Task details => Could you reproduce, word for word, only the lines that begin with the line containing "of the water" and continue through the line containing "x=166, y=43", including both of those lines?

_ _ _ _ _

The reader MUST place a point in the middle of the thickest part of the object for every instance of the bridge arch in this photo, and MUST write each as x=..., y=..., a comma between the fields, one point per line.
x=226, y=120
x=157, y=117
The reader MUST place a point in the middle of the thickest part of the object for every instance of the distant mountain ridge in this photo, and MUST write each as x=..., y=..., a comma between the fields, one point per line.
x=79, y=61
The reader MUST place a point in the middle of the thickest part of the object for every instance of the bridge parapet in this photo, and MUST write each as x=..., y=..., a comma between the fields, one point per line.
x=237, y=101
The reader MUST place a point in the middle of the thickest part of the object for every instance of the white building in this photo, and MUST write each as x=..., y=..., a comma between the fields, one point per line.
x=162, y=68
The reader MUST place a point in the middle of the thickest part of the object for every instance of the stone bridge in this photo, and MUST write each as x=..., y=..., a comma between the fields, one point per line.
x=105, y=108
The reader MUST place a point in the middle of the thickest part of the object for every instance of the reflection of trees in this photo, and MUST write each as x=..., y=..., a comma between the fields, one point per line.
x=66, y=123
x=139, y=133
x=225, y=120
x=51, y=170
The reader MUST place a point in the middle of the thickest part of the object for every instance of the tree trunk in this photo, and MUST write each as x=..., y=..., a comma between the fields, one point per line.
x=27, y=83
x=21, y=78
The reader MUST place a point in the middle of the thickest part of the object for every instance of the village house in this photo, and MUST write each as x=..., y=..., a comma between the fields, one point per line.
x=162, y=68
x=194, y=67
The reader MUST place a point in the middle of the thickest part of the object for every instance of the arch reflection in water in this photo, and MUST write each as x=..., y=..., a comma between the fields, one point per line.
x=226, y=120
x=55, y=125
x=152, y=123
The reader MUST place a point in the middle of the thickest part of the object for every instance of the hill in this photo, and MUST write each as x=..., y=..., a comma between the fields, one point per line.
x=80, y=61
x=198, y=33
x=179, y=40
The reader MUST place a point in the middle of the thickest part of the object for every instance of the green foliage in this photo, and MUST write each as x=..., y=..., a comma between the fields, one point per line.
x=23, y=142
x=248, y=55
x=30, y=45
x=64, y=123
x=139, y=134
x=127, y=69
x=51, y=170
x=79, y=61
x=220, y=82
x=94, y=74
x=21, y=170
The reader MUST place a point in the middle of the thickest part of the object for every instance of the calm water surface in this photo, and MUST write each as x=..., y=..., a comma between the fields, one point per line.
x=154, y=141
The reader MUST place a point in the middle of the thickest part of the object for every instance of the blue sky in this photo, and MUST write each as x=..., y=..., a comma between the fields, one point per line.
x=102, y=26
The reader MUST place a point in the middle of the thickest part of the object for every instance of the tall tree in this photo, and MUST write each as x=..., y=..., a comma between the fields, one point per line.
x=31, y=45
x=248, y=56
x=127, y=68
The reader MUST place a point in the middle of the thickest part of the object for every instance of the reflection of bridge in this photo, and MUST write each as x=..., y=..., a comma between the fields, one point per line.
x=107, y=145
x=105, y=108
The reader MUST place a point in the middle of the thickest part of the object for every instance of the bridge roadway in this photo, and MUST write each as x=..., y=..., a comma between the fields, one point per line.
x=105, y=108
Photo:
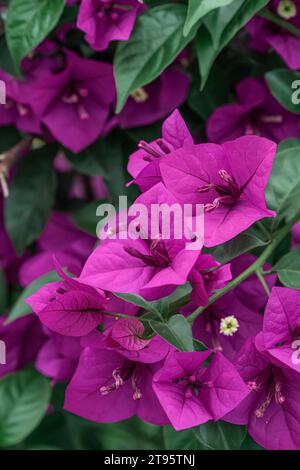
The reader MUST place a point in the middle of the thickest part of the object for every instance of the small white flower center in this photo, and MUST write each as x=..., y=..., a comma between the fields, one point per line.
x=287, y=9
x=140, y=95
x=229, y=325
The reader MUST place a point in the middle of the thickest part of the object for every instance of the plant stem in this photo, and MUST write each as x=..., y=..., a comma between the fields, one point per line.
x=268, y=15
x=263, y=229
x=9, y=158
x=260, y=276
x=256, y=266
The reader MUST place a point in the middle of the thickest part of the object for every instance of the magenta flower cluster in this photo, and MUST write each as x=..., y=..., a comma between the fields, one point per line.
x=103, y=321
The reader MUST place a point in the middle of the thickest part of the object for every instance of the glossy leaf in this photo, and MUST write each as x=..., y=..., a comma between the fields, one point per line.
x=155, y=42
x=280, y=83
x=197, y=9
x=31, y=198
x=28, y=23
x=21, y=308
x=24, y=398
x=288, y=269
x=177, y=331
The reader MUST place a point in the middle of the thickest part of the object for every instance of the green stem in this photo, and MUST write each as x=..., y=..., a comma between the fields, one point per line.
x=260, y=276
x=268, y=15
x=256, y=266
x=263, y=229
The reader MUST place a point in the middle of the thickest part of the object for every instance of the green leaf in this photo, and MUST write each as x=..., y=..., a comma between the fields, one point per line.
x=154, y=44
x=139, y=301
x=31, y=198
x=219, y=28
x=104, y=158
x=3, y=291
x=24, y=397
x=177, y=331
x=288, y=269
x=209, y=436
x=280, y=84
x=239, y=245
x=130, y=434
x=21, y=308
x=250, y=444
x=85, y=217
x=283, y=190
x=9, y=137
x=28, y=23
x=199, y=8
x=214, y=94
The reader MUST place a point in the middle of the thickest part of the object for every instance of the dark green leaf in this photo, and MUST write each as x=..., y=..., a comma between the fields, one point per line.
x=219, y=28
x=280, y=83
x=288, y=269
x=85, y=217
x=139, y=301
x=197, y=9
x=214, y=94
x=21, y=308
x=239, y=245
x=283, y=190
x=3, y=291
x=28, y=23
x=155, y=42
x=24, y=397
x=31, y=198
x=176, y=331
x=104, y=158
x=249, y=444
x=209, y=436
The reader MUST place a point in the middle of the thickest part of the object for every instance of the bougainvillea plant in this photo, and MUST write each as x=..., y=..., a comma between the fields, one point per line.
x=119, y=330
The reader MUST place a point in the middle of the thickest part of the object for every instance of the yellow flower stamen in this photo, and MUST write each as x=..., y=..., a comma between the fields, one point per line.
x=287, y=9
x=229, y=325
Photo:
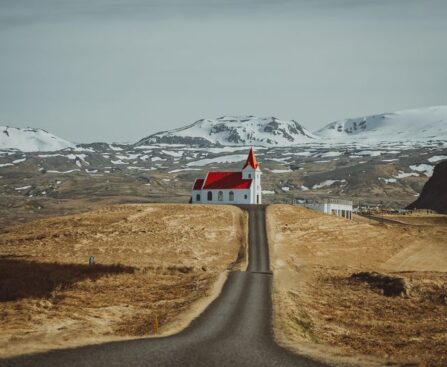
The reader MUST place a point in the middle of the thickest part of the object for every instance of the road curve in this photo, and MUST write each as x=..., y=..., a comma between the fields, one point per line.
x=235, y=330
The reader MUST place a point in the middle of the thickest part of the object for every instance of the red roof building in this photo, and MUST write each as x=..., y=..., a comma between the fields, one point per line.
x=243, y=187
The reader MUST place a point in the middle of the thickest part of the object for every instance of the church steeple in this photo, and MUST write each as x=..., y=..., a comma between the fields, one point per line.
x=251, y=160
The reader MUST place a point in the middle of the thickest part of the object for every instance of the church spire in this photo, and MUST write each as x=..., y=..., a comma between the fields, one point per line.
x=251, y=160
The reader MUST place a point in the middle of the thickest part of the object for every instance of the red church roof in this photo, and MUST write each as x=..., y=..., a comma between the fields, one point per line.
x=225, y=180
x=198, y=184
x=251, y=160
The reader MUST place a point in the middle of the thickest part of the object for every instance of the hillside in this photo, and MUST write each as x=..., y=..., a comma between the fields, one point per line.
x=30, y=140
x=434, y=193
x=422, y=124
x=357, y=292
x=164, y=260
x=235, y=130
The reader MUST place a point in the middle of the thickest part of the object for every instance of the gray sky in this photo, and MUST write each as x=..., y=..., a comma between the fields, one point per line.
x=96, y=70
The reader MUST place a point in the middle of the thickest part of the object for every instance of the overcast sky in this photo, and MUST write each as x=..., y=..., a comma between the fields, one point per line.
x=97, y=70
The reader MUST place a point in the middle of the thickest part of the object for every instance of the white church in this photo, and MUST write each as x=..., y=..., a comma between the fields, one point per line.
x=242, y=187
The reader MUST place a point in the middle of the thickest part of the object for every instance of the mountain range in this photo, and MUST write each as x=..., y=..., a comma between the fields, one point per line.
x=417, y=125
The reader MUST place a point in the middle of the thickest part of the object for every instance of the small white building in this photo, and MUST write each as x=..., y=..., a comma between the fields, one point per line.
x=240, y=187
x=340, y=208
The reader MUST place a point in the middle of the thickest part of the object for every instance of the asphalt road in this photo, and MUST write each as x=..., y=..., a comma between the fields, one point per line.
x=235, y=330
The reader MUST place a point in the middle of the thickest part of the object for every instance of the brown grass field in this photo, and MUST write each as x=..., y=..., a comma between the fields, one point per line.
x=165, y=261
x=347, y=289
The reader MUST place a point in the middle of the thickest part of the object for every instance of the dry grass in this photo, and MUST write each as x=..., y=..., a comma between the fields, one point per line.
x=151, y=260
x=344, y=290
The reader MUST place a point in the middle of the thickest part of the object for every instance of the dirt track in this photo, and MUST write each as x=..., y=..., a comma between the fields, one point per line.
x=235, y=330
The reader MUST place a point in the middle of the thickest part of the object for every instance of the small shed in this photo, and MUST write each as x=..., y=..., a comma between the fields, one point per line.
x=338, y=207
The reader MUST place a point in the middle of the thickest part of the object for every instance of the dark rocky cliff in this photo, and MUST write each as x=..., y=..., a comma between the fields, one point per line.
x=434, y=193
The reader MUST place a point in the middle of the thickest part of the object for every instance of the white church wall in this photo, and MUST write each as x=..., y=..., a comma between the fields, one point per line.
x=240, y=196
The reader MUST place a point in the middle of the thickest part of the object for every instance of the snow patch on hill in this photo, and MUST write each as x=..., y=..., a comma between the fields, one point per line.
x=421, y=124
x=236, y=131
x=30, y=140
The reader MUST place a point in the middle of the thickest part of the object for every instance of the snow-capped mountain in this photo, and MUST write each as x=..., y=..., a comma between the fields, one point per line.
x=421, y=124
x=30, y=140
x=235, y=130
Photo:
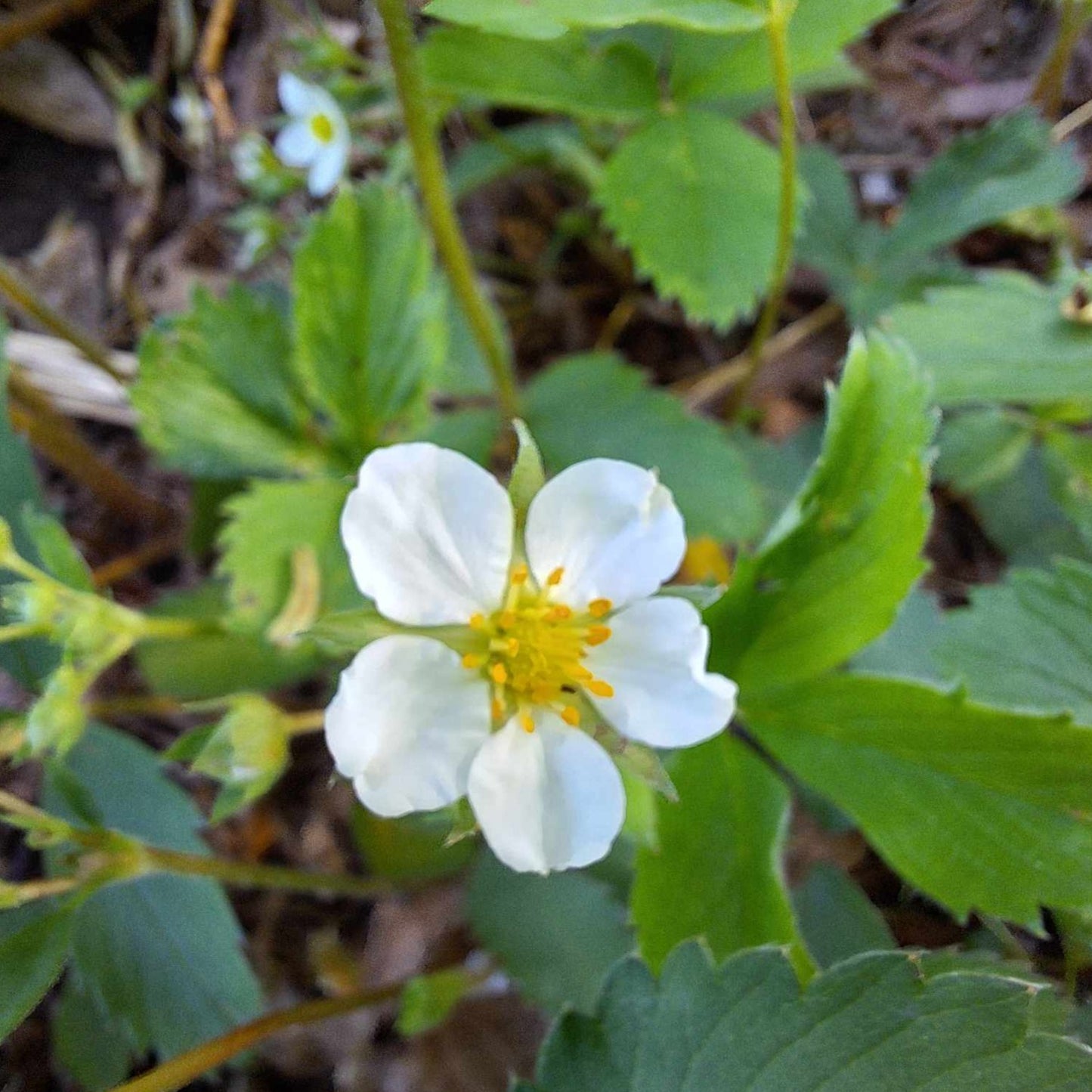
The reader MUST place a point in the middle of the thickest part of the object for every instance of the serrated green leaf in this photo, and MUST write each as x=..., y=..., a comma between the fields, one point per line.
x=370, y=314
x=1025, y=643
x=843, y=556
x=979, y=807
x=34, y=947
x=215, y=393
x=875, y=1023
x=556, y=935
x=211, y=665
x=709, y=68
x=696, y=196
x=1068, y=458
x=981, y=447
x=594, y=405
x=162, y=954
x=267, y=527
x=982, y=177
x=1003, y=339
x=615, y=83
x=549, y=19
x=836, y=917
x=716, y=871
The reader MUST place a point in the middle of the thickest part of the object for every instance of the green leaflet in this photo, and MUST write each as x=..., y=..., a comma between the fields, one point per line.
x=1025, y=643
x=1003, y=339
x=979, y=807
x=616, y=82
x=846, y=552
x=716, y=871
x=694, y=196
x=161, y=954
x=549, y=19
x=594, y=405
x=876, y=1023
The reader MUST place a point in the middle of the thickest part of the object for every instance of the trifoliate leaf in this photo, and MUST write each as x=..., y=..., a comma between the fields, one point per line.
x=556, y=935
x=34, y=947
x=981, y=809
x=1025, y=643
x=549, y=19
x=846, y=552
x=370, y=314
x=716, y=871
x=215, y=391
x=594, y=405
x=981, y=446
x=1003, y=339
x=876, y=1023
x=162, y=954
x=270, y=576
x=708, y=67
x=616, y=82
x=696, y=198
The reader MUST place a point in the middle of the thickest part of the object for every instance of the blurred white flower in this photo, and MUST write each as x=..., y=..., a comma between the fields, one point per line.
x=317, y=137
x=555, y=626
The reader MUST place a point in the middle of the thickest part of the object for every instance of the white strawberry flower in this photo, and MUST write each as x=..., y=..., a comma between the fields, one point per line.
x=317, y=137
x=556, y=626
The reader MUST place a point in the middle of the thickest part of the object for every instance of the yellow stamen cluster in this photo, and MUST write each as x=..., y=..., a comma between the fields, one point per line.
x=532, y=650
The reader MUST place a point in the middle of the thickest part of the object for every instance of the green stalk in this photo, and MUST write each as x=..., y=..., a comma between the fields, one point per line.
x=778, y=31
x=436, y=194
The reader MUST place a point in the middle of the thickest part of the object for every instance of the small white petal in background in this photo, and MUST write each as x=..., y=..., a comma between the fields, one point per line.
x=317, y=137
x=546, y=800
x=405, y=724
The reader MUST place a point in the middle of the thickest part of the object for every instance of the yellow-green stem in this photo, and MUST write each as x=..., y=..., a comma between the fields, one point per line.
x=186, y=1067
x=272, y=877
x=436, y=196
x=24, y=297
x=778, y=31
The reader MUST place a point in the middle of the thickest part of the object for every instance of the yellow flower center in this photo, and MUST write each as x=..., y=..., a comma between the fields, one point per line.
x=322, y=128
x=533, y=648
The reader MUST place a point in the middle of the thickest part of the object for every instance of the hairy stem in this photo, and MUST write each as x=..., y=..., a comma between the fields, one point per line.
x=190, y=1065
x=778, y=31
x=436, y=194
x=272, y=877
x=24, y=297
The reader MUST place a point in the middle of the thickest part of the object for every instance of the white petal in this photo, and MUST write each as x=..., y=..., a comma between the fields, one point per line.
x=296, y=145
x=655, y=660
x=297, y=96
x=328, y=169
x=611, y=525
x=407, y=723
x=428, y=534
x=546, y=800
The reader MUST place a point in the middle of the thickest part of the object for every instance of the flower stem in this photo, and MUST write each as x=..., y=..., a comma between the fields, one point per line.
x=436, y=194
x=778, y=31
x=190, y=1065
x=24, y=297
x=272, y=877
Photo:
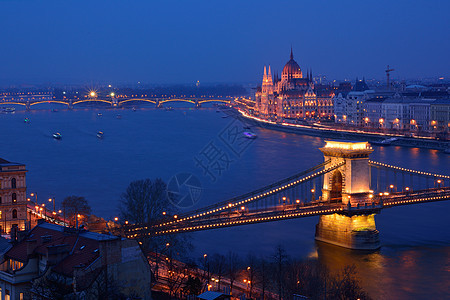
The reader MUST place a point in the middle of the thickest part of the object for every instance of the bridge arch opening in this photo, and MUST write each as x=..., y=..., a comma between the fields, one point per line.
x=336, y=187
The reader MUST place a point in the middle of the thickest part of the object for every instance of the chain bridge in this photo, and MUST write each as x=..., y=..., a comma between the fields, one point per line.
x=347, y=190
x=118, y=102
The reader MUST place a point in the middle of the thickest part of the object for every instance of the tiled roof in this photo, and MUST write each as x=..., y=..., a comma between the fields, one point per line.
x=82, y=246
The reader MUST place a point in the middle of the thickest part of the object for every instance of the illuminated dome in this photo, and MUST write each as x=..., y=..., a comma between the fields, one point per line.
x=291, y=69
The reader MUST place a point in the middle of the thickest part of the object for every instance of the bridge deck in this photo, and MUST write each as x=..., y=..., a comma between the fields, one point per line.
x=284, y=212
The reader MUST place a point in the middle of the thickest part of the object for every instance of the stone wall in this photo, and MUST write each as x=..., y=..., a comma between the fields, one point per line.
x=355, y=232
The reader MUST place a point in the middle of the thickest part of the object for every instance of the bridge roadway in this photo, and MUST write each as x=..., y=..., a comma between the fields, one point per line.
x=116, y=102
x=291, y=211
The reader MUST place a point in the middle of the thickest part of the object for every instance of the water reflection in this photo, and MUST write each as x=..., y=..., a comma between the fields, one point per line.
x=389, y=273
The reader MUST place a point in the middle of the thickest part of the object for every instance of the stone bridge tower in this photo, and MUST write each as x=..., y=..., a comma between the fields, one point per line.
x=349, y=185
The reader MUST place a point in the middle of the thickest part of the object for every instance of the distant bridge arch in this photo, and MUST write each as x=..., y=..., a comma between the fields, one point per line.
x=48, y=102
x=91, y=100
x=178, y=100
x=13, y=103
x=214, y=100
x=137, y=99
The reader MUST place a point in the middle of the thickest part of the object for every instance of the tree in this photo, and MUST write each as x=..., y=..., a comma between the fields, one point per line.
x=144, y=201
x=262, y=275
x=218, y=267
x=279, y=259
x=193, y=286
x=233, y=264
x=75, y=205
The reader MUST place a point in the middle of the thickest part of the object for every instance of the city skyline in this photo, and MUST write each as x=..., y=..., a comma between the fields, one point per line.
x=166, y=43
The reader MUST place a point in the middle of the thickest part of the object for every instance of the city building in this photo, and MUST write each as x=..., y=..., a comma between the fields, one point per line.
x=292, y=96
x=13, y=200
x=54, y=260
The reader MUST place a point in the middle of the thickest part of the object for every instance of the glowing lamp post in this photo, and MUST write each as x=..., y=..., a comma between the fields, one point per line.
x=54, y=203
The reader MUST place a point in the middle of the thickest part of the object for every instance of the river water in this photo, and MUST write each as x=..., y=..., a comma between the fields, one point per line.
x=413, y=263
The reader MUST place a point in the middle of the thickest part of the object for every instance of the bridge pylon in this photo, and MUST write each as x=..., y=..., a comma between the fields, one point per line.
x=349, y=184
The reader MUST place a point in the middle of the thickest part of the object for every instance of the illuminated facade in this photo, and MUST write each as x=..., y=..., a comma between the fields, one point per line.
x=292, y=96
x=13, y=201
x=349, y=184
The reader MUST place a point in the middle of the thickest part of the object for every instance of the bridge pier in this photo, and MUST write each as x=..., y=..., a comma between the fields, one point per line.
x=348, y=184
x=357, y=232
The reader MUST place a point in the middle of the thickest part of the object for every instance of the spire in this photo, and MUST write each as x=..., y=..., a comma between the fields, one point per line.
x=269, y=77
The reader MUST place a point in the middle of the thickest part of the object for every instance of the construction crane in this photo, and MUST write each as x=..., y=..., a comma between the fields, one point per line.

_ _ _ _ _

Written answer =>
The reader MUST place a point in the middle of the thickest part of the object for every instance of the water reflection in this photo, and MUST write each as x=..., y=..., a comma between the fields, one point per line.
x=389, y=273
The reader MUST place a point in the middle of the thickest part of the object for every instance of the stone bridge tower in this photo, and MUST write each as x=..., y=..., a comma between the fields, one point per line.
x=349, y=185
The reader MUST place a point in the middle of the thickest part of the object for every instance of the distant bridge arch in this photo, and MUST write each as x=..., y=..., a comma between the fields, one point per line.
x=48, y=102
x=91, y=100
x=178, y=100
x=13, y=103
x=214, y=100
x=137, y=99
The reader MUST place a point in the middle of the thickest part of the object for every instance of the tree in this photo, and MUST write each as x=..., y=..., a comma between the fields, one point per line.
x=144, y=201
x=262, y=275
x=218, y=267
x=279, y=259
x=193, y=286
x=233, y=264
x=75, y=205
The reader MUST place a point in the middle of the thickest part of the object for every instance of the city skyline in this photo, and MUST write each as x=..., y=..., a comma between the fields, one point per line.
x=166, y=43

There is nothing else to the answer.